● **WHAT IS NEEDED**: Retype all of the records shown beneath this task, exactly as they stand.

● **AVAILABLE DATA**:
- Opening Delimiter -

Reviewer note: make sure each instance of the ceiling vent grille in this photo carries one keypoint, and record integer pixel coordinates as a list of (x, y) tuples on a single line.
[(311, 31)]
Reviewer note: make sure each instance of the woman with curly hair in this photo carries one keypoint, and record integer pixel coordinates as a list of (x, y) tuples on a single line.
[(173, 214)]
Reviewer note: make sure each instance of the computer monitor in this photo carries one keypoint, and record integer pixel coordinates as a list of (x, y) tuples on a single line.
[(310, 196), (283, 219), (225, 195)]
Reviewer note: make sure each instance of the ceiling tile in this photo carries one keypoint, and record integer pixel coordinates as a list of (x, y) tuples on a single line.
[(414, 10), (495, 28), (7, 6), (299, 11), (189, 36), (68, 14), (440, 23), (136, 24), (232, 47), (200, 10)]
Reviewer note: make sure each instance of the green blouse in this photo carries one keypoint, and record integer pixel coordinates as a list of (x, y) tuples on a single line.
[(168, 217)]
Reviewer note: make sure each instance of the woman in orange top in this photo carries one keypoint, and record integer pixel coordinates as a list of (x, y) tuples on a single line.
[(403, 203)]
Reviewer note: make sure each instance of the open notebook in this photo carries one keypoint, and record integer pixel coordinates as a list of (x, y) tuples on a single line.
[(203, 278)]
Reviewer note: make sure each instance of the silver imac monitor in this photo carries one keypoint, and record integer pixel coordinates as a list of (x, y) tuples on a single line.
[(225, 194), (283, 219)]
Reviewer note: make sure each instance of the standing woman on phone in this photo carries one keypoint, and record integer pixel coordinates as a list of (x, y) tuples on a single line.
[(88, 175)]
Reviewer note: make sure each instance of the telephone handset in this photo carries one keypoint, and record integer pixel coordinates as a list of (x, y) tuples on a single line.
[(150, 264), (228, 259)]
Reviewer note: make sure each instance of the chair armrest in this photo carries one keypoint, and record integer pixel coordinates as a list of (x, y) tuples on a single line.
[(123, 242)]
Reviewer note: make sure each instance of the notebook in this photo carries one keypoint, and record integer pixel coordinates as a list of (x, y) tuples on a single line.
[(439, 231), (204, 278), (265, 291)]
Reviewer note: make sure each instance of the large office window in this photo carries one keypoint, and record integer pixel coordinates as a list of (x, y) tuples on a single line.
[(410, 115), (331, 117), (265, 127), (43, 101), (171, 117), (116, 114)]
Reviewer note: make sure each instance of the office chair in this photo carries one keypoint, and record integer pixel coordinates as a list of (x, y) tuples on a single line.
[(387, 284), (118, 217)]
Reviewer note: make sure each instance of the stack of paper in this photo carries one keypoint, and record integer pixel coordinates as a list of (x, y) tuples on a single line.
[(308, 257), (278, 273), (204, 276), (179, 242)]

- Closing Delimiter -

● **OUTPUT OF THE EXERCISE**:
Reviewer note: make sure each instance of the ceiling vent grille in this photo carries one keypoint, and record integer pixel coordinates as a list of (x, y) tuples on a single line.
[(311, 31)]
Reviewer note: make sure each instance of the woman with curly hair in this photo carries one keypoint, and record integer pixel coordinates as a list of (x, y) tuples on a single line.
[(173, 214)]
Reviewer note: make sure each instance of the computer monitor in this photo carries one keypoint, and record integer pixel coordinates as a list of (x, y) tuples on a single line.
[(310, 196), (283, 219), (225, 195)]
Reviewer note: make sure each instance of the ceiling tile in this photo carries one keypoint, and record integer pixel coordinates as a list of (x, y) tuples on a single line.
[(414, 10), (495, 28), (7, 6), (299, 11), (189, 36), (68, 14), (440, 23), (136, 24), (232, 47), (200, 10)]
Reviewer note: make sure each instance of the green blouse in this photo carries one keypoint, and record integer pixel coordinates as a list of (x, y) tuples on a single line.
[(168, 217)]
Reviewer note: make sure each instance of the woman in orange top in this photo carries one keypoint, and record integer pixel coordinates as a list of (x, y) tuples on a single line.
[(403, 203)]
Reviewer note: make sure each instance of the open notebook in this photo carries one keypoint, and record integer pixel coordinates as a list of (x, y) tuples on a single line.
[(203, 278)]
Reviewer note: make sure each instance of the silver imac monitor in this photo carries one keypoint, and record integer pixel coordinates as a list of (x, y) tuples on a single line.
[(225, 194), (283, 219)]
Reviewer note: make sure each instance of the standing woman on phone in this photo carries one keypoint, and record integer pixel coordinates as a list of (x, y) tuples on a single line.
[(88, 175)]
Reviewer note: make sure each instance of the telephone handset in this photo carries one keypoint, and record integer pixel coordinates as a list of (x, y) tuples on a single line.
[(150, 264), (228, 259)]
Reviewer note: make sure each instance of the chair armrest in this photo carries one keypoint, and record integer pixel coordinates as a list of (x, y) tuples on a single line.
[(123, 242)]
Reviewer note: make sure each instance of the notebook in this photo carries one keypoint, and record integer pixel coordinates as a list of (x, y) tuples on a single line.
[(439, 231), (204, 278), (265, 291)]
Reviewer note: make sure each instance of the large office window in this photo carries one keypoint, and record integer pixel coordinates as a list of (x, y) tuples on a single line.
[(410, 115), (331, 117), (265, 127), (43, 101), (171, 117), (116, 114)]
Reviewer note: make sure each instance of the office chair in this photo carries one keypoint, and record integer pixel coordinates as a list of (x, y) tuples on a single line.
[(387, 284), (118, 217)]
Reviewer note: make sure each instance of the stack of paper in this photo carries one keypoint, and record integer pixel coordinates as a list of (x, y) tuples on a single line.
[(308, 257), (278, 273), (204, 276), (179, 242)]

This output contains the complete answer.